* **Excerpt**:
####################
Americas

South America welcomes Pope Francis with pasillos, cumbias, psychedelic rock

An Aymara indigenous woman walks past a billboard featuring Pope Francis with a message that reads in Spanish: "Announcing the joy of the Gospel" in La Paz, Bolivia, Friday, July 3, 2015. The pope's trip to South America that includes Bolivia is set for July 5-12, though he will only spend four hours in Bolivia's capital due to the altitude, church officials say.
An Aymara indigenous woman walks past a billboard featuring Pope Francis with a message that reads in Spanish: "Announcing the joy of the Gospel" in La Paz, Bolivia, Friday, July 3, 2015. The pope's trip to South America that includes Bolivia is set for July 5-12, though he will only spend four hours in Bolivia's capital due to the altitude, church officials say. AP

Pope Francis’ whirlwind trip through Ecuador, Bolivia and Paraguay, which begins Sunday, has brought out the regional muse. All three nations have official songs welcoming the pope, but there are also hundreds of independent efforts that run the gamut from the traditional to the bizarre.
####################
* **Material provided**:
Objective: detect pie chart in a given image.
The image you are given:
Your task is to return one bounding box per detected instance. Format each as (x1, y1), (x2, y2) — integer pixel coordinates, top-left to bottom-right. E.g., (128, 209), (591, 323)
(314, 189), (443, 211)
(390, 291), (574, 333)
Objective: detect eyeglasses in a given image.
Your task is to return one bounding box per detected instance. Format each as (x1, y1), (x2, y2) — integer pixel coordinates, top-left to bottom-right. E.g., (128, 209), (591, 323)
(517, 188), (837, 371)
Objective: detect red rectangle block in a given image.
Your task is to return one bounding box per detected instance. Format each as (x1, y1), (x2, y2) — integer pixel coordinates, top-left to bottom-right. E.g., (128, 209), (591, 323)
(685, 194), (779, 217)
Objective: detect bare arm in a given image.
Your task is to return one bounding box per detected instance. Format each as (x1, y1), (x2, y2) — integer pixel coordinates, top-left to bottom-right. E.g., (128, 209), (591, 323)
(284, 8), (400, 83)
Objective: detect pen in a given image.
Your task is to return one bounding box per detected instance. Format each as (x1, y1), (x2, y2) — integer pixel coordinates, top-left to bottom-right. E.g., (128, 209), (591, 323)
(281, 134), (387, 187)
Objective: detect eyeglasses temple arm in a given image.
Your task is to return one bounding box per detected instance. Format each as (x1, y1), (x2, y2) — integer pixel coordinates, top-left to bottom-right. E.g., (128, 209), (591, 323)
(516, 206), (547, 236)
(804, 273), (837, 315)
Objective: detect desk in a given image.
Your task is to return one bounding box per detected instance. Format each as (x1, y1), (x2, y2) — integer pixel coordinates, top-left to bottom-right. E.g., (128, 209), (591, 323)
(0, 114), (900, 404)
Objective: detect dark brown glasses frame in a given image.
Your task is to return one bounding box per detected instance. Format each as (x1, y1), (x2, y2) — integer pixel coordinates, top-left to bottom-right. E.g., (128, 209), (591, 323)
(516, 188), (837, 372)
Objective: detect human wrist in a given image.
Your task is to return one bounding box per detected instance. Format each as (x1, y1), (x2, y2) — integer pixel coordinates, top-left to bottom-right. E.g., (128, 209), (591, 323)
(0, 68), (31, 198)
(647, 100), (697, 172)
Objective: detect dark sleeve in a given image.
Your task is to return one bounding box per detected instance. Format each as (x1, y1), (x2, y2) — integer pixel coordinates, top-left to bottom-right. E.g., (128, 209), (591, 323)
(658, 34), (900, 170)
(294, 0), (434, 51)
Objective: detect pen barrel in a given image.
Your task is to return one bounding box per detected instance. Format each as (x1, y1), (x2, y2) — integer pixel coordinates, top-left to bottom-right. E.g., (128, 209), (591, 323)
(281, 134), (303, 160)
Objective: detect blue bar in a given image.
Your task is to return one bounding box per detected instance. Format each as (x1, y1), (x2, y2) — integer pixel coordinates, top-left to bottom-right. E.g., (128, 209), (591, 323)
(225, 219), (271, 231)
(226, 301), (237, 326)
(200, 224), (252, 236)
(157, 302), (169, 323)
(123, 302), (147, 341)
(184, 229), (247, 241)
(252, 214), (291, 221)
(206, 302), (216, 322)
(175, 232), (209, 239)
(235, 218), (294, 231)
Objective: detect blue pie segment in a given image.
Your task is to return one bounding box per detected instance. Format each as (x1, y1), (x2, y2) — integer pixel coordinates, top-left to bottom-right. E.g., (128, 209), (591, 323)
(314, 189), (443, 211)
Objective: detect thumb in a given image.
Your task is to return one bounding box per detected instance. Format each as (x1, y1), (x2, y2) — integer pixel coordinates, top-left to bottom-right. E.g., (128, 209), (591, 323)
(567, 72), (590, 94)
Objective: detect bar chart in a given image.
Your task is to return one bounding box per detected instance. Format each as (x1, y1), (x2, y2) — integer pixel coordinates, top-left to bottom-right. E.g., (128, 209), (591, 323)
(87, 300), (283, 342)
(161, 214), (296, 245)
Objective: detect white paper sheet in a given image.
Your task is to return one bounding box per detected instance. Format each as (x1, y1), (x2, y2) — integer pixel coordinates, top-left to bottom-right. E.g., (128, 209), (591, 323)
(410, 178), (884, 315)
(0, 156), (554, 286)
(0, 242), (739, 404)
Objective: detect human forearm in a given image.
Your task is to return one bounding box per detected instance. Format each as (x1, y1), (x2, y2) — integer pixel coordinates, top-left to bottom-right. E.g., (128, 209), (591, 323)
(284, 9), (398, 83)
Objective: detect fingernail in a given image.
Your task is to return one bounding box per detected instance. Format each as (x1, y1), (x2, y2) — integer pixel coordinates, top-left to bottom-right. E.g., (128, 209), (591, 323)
####################
* **Tasks and exercises**:
1. In the article about the pope's South America trip, how long will Pope Francis spend in Bolivia's capital?
2. Reproduce the part of the article about the pope's South America trip starting with "Pope Francis’ whirlwind" and going on through "to the bizarre.".
3. Put this sentence from the article about the pope's South America trip into Spanish: "All three nations have official songs welcoming the pope, but there are also hundreds of independent efforts that run the gamut from the traditional to the bizarre."

* **Answers to the tasks**:
1. Four hours.

2.
Pope Francis’ whirlwind trip through Ecuador, Bolivia and Paraguay, which begins Sunday, has brought out the regional muse. All three nations have official songs welcoming the pope, but there are also hundreds of independent efforts that run the gamut from the traditional to the bizarre.

3. Las tres naciones tienen canciones oficiales que dan la bienvenida al papa, pero también hay cientos de iniciativas independientes que abarcan desde lo tradicional hasta lo extravagante.